## TASK
A complete answer lists every line of the entries below where the string "between" appears.

## SUPPLIED DATA
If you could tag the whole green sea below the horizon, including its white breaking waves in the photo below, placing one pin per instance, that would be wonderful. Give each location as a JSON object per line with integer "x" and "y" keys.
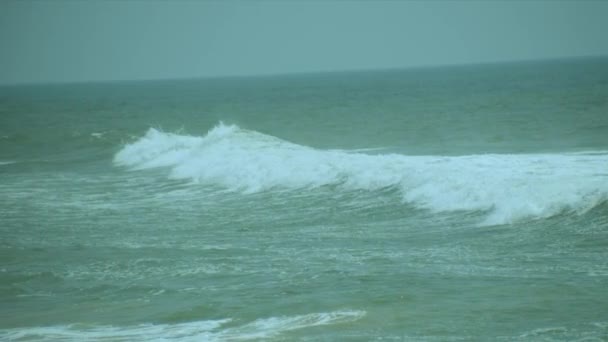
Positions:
{"x": 463, "y": 203}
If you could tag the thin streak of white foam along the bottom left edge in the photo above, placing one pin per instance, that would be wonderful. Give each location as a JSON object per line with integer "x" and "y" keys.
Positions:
{"x": 215, "y": 330}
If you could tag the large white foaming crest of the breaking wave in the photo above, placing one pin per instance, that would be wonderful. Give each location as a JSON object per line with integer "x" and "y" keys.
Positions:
{"x": 508, "y": 187}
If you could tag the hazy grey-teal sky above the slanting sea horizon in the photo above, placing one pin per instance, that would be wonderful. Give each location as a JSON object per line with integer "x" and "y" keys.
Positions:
{"x": 86, "y": 40}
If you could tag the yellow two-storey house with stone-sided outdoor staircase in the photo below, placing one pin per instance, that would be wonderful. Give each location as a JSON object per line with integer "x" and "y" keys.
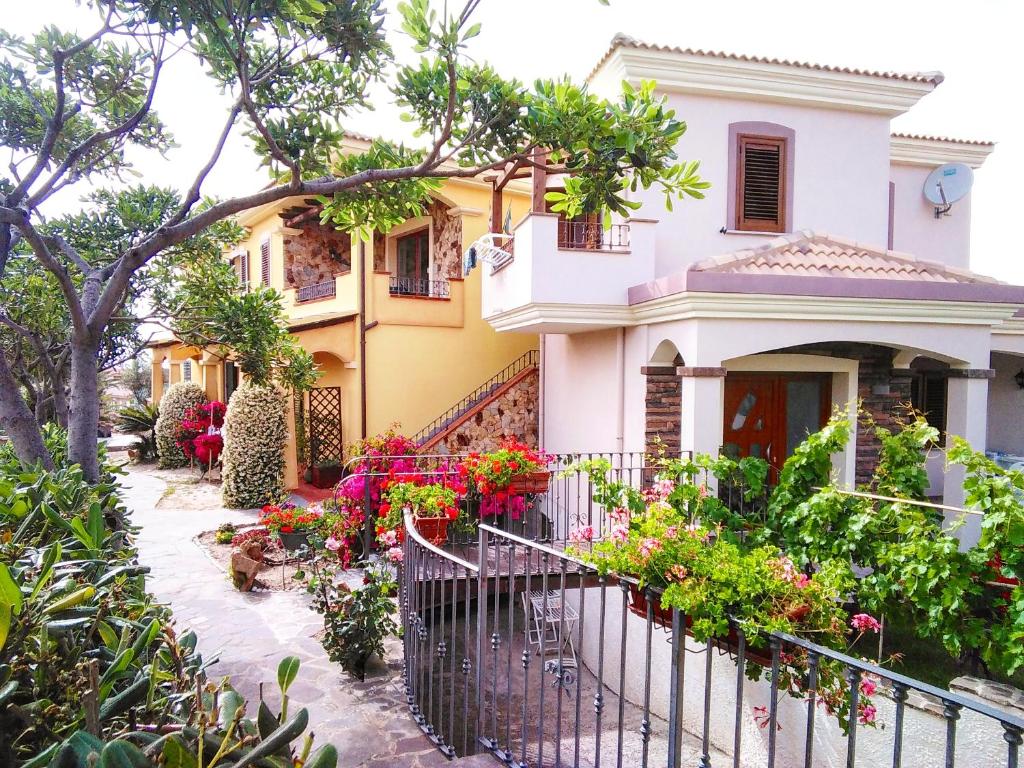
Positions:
{"x": 395, "y": 328}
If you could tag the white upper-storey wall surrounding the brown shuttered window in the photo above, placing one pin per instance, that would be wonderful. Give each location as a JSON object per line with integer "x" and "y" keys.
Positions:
{"x": 841, "y": 178}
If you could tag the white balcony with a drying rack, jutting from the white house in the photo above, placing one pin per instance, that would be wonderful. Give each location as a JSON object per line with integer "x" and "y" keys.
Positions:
{"x": 565, "y": 277}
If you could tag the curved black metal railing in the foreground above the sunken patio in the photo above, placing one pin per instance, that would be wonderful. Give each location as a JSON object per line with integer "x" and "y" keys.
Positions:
{"x": 519, "y": 649}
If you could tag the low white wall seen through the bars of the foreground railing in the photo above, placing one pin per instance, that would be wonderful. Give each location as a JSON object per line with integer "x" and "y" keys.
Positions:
{"x": 979, "y": 741}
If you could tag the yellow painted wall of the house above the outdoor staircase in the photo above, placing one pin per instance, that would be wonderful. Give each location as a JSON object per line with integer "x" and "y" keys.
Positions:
{"x": 423, "y": 355}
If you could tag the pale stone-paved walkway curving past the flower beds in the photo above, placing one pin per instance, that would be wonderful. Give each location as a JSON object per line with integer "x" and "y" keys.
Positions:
{"x": 250, "y": 633}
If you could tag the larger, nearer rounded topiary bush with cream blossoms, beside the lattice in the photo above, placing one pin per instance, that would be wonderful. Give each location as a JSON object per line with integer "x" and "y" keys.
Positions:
{"x": 255, "y": 434}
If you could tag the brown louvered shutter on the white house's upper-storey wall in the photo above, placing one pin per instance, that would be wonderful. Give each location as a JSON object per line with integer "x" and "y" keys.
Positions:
{"x": 761, "y": 187}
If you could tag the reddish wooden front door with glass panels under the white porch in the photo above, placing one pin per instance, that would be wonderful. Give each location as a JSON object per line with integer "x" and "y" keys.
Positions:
{"x": 769, "y": 415}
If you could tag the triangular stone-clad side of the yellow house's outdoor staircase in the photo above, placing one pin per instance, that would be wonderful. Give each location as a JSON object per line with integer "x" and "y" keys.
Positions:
{"x": 513, "y": 414}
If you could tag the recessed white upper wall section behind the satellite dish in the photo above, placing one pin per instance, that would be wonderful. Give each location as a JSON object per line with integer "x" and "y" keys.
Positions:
{"x": 916, "y": 231}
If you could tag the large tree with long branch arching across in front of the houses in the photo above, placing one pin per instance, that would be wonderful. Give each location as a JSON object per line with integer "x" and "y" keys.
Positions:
{"x": 72, "y": 107}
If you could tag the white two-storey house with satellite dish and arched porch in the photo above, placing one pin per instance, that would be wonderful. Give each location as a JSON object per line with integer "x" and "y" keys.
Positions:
{"x": 814, "y": 276}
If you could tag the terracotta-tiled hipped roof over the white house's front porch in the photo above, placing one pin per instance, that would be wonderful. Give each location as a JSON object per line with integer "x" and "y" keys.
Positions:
{"x": 813, "y": 254}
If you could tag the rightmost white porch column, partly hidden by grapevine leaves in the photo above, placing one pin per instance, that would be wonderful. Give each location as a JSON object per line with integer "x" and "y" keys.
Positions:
{"x": 967, "y": 416}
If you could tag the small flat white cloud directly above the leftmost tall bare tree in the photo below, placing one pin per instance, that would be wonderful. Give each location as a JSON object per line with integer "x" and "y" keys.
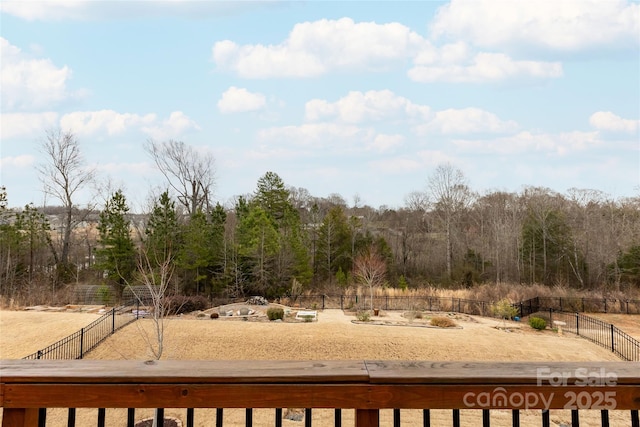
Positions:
{"x": 109, "y": 121}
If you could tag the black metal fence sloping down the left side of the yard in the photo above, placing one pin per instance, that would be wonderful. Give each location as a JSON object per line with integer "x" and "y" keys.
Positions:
{"x": 76, "y": 345}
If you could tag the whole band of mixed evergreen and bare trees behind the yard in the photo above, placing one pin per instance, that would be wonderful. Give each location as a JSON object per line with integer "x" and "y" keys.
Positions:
{"x": 280, "y": 239}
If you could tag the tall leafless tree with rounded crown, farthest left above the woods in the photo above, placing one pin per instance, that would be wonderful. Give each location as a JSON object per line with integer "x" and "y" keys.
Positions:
{"x": 64, "y": 175}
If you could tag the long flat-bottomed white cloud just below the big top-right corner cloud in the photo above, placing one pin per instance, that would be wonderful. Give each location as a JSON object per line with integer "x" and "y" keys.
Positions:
{"x": 484, "y": 67}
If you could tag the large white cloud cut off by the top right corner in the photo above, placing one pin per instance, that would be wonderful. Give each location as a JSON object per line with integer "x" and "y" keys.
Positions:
{"x": 573, "y": 25}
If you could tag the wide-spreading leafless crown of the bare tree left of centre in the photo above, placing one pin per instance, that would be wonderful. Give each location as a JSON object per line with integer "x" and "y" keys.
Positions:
{"x": 189, "y": 172}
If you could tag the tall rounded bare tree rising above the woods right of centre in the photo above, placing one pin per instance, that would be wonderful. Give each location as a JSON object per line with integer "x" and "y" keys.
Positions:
{"x": 451, "y": 194}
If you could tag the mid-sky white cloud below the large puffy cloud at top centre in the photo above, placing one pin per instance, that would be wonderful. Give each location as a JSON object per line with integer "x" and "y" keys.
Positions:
{"x": 357, "y": 107}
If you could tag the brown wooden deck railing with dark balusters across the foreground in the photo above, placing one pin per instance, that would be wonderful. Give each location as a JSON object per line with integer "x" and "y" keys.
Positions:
{"x": 28, "y": 386}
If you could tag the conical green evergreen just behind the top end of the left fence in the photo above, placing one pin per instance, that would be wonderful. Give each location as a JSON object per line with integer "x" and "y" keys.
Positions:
{"x": 116, "y": 255}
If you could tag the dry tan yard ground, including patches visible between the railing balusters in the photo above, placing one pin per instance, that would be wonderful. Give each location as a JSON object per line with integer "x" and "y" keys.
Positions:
{"x": 333, "y": 336}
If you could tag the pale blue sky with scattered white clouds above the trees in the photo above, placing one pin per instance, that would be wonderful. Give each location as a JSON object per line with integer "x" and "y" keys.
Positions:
{"x": 363, "y": 99}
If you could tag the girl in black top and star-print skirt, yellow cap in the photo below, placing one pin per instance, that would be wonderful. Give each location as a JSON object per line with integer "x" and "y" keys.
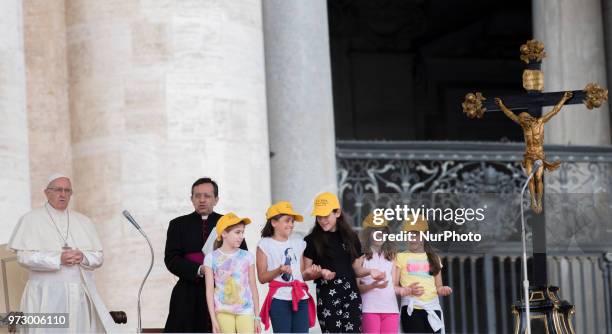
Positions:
{"x": 335, "y": 247}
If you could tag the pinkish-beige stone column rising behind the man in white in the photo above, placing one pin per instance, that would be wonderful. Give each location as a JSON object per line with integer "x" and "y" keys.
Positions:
{"x": 47, "y": 92}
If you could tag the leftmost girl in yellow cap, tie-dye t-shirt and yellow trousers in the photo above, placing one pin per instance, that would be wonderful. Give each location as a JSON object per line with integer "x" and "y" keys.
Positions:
{"x": 230, "y": 280}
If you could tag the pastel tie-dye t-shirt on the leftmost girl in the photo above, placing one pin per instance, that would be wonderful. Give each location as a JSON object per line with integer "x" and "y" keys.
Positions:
{"x": 231, "y": 275}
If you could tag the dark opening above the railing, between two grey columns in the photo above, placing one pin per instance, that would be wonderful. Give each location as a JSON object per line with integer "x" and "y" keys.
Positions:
{"x": 401, "y": 68}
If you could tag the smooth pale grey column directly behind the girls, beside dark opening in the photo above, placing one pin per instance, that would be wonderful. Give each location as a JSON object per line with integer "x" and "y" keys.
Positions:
{"x": 300, "y": 105}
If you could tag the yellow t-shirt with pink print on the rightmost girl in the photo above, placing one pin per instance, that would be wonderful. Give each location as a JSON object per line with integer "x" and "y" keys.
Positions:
{"x": 414, "y": 267}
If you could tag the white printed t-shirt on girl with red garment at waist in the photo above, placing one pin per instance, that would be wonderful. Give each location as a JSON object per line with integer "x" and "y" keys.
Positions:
{"x": 280, "y": 253}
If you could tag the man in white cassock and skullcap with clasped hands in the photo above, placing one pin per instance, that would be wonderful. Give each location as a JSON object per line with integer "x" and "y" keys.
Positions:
{"x": 60, "y": 248}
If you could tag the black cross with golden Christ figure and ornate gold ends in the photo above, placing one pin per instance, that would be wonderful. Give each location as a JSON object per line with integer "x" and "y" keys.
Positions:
{"x": 532, "y": 54}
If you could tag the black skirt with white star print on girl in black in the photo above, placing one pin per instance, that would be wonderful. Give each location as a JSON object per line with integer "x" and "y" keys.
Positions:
{"x": 339, "y": 305}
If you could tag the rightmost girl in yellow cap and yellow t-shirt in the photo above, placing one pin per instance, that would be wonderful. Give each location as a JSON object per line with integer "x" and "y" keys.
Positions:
{"x": 421, "y": 311}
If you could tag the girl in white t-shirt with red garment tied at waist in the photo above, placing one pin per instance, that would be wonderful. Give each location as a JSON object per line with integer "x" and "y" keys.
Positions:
{"x": 279, "y": 263}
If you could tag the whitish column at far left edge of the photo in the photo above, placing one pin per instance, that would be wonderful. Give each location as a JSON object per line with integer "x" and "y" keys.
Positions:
{"x": 14, "y": 158}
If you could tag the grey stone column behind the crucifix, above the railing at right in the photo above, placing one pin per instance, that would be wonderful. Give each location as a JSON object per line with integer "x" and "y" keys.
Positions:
{"x": 572, "y": 33}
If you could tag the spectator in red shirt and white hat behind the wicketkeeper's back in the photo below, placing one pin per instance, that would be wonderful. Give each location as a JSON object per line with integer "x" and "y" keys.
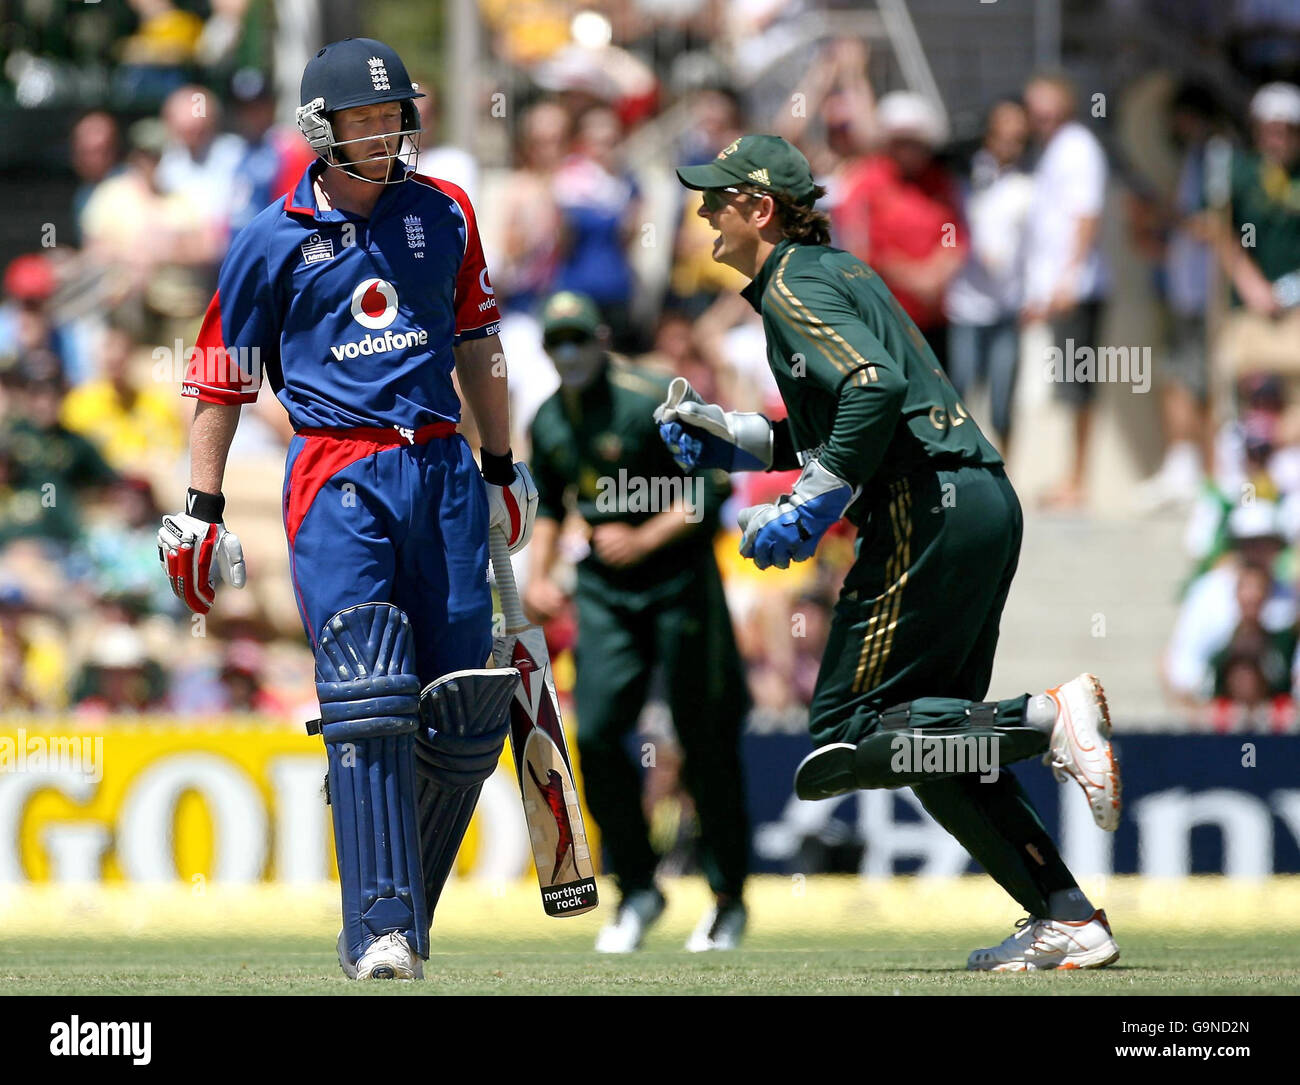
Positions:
{"x": 900, "y": 214}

## SOLUTION TO THIS EXERCISE
If you could tag the dry tan yard ground, including patches visible between the railing balusters in the photo above, placing one pin per instance, that would be wonderful. Give each location as a JSON object per line with integer "x" and "y" keys.
If you could tag the dark opening above the railing, between two grey columns in the photo above, placing one pin per instance, that would be wonderful. Give each location as a JSON object per line with integer "x" and "y" keys.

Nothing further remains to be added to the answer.